┌────────

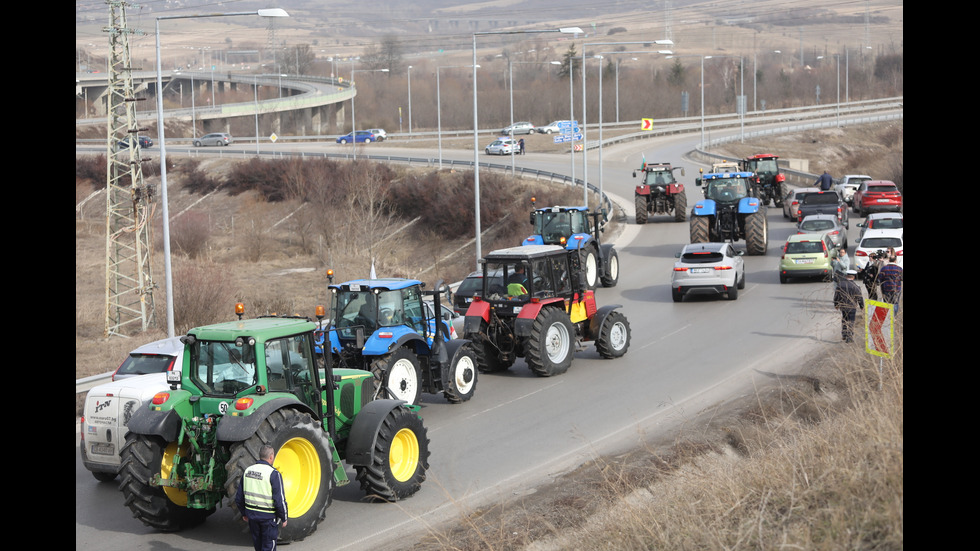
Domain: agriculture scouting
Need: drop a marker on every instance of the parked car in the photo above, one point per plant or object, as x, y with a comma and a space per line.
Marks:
882, 221
503, 146
807, 255
109, 406
708, 269
143, 142
215, 138
519, 128
363, 136
877, 195
553, 128
826, 224
156, 357
791, 202
823, 202
848, 184
472, 285
879, 240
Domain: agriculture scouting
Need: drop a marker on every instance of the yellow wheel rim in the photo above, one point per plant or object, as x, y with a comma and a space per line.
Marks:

└────────

What is expected: Excluding the pictures, reproduce every entry exactly as given.

Answer for the task:
Domain: agriculture scouting
Need: drop a marker on every instance of the parked car in the photo above, one point per plant or object, as x, y with a comma and a space per line.
Marks:
882, 221
503, 146
807, 255
109, 406
708, 269
143, 142
215, 138
519, 128
363, 136
877, 195
553, 128
826, 224
156, 357
791, 202
823, 202
848, 184
472, 285
879, 240
Domain: agriculture scouting
Need: drop a marker on every instance of the yellow wheel rim in the photo above, one point per plant or object, as x, y with a comma and a space per line.
Marks:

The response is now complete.